■ EXERCISE TASK
Repeat the material verbatim and drop the pictures.

■ INFORMATION SUPPLIED
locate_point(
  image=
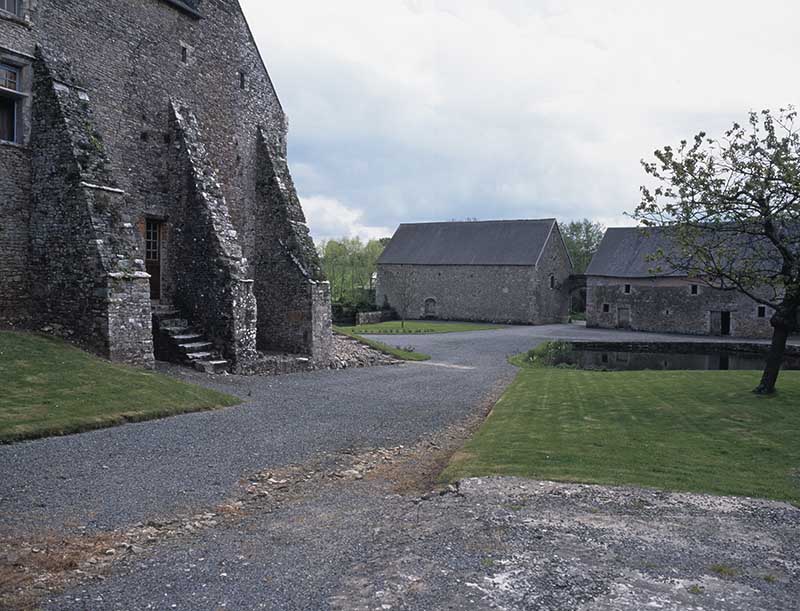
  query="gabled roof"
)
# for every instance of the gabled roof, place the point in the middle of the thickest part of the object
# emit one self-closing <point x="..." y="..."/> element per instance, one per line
<point x="623" y="253"/>
<point x="468" y="243"/>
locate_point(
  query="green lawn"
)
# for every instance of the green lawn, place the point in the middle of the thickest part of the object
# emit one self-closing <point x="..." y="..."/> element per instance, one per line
<point x="418" y="326"/>
<point x="700" y="431"/>
<point x="397" y="352"/>
<point x="51" y="388"/>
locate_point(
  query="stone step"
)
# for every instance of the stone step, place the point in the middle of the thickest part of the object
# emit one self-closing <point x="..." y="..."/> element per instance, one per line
<point x="186" y="337"/>
<point x="195" y="346"/>
<point x="175" y="332"/>
<point x="212" y="366"/>
<point x="173" y="322"/>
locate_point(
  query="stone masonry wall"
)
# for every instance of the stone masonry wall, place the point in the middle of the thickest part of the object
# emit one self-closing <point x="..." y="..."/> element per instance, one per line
<point x="86" y="279"/>
<point x="552" y="305"/>
<point x="293" y="297"/>
<point x="138" y="75"/>
<point x="16" y="48"/>
<point x="208" y="272"/>
<point x="15" y="187"/>
<point x="666" y="305"/>
<point x="504" y="294"/>
<point x="131" y="58"/>
<point x="496" y="293"/>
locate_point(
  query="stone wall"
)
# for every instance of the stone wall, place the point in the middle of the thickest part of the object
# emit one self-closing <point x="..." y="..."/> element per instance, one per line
<point x="16" y="48"/>
<point x="293" y="297"/>
<point x="163" y="52"/>
<point x="551" y="305"/>
<point x="208" y="274"/>
<point x="496" y="293"/>
<point x="373" y="318"/>
<point x="86" y="277"/>
<point x="667" y="305"/>
<point x="138" y="75"/>
<point x="15" y="187"/>
<point x="503" y="294"/>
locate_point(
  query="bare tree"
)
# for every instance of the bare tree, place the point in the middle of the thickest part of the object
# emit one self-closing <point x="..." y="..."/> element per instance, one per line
<point x="732" y="207"/>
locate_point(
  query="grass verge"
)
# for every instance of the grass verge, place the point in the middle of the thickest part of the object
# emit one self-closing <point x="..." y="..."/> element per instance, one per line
<point x="413" y="327"/>
<point x="399" y="353"/>
<point x="52" y="388"/>
<point x="696" y="431"/>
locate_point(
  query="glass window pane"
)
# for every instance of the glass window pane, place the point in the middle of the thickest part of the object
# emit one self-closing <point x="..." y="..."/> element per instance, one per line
<point x="9" y="77"/>
<point x="7" y="120"/>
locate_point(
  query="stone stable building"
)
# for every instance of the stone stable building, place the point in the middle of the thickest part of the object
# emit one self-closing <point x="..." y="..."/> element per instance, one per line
<point x="498" y="271"/>
<point x="143" y="161"/>
<point x="624" y="290"/>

■ THE RESPONSE
locate_point(
  image=
  query="gabled roof"
)
# for every instance of the gabled roof, place the point in the middle of the thickest part of the object
# emit one self-closing <point x="..." y="..."/> element per instance, one per line
<point x="623" y="253"/>
<point x="468" y="243"/>
locate_point(
  query="green lawn"
)
# for every instance of the green lawn, place the point in the middle of the thickest part of the object
# emit one self-closing <point x="..." y="..."/> element per instance, one per line
<point x="418" y="326"/>
<point x="700" y="431"/>
<point x="397" y="352"/>
<point x="51" y="388"/>
locate_point(
  query="stone step"
)
# for every instance of the stone step, place the point in the middle of the thickest part of the object
# emit one self-closing <point x="..." y="..."/> element per instance, one per line
<point x="186" y="337"/>
<point x="195" y="346"/>
<point x="175" y="332"/>
<point x="212" y="366"/>
<point x="173" y="322"/>
locate_point(
  query="stone masonry wall"
)
# for every instance of the stone masonry wall, place the point in the middle of the thickest part of the object
# emit one self-closing <point x="..." y="..."/> element per instance, one per line
<point x="86" y="279"/>
<point x="552" y="305"/>
<point x="293" y="297"/>
<point x="138" y="75"/>
<point x="16" y="48"/>
<point x="208" y="272"/>
<point x="15" y="187"/>
<point x="666" y="305"/>
<point x="504" y="294"/>
<point x="131" y="58"/>
<point x="496" y="293"/>
locate_point(
  query="stone wall"
)
# for every instance of the stone wall, place the point in the middle of the thickest part of the object
# emit one self-closing <point x="..." y="..."/> element per instance, one per line
<point x="16" y="48"/>
<point x="293" y="297"/>
<point x="163" y="52"/>
<point x="551" y="305"/>
<point x="208" y="274"/>
<point x="496" y="293"/>
<point x="373" y="318"/>
<point x="86" y="277"/>
<point x="667" y="305"/>
<point x="138" y="75"/>
<point x="15" y="187"/>
<point x="503" y="294"/>
locate_point(
  query="bare tree"
)
# for every instance of the bare tree, place the point in the middle of the thickest part of the object
# emit one self-closing <point x="..." y="..."/> element per instance, one per line
<point x="732" y="207"/>
locate_point(
  query="grass verge"
)
# for every instance of the grass verge, place the point in the middle of the thickest part of the object
# emit one self-closing <point x="..." y="..."/> element per instance, one per line
<point x="413" y="327"/>
<point x="399" y="353"/>
<point x="52" y="388"/>
<point x="696" y="431"/>
locate_point(
  query="glass window pane"
)
# for every instance of the glass window pane, place the point in the middle of the thickest part of the object
# emit one self-closing <point x="..." y="..."/> element per instance, one per line
<point x="9" y="77"/>
<point x="7" y="120"/>
locate_point(
  query="stone stable building"
)
# for every instance of the stone stable building, place the point in the middle of the thickest part of the object
# emit one self-closing <point x="..." y="..."/> element per instance, one per line
<point x="498" y="271"/>
<point x="143" y="161"/>
<point x="624" y="290"/>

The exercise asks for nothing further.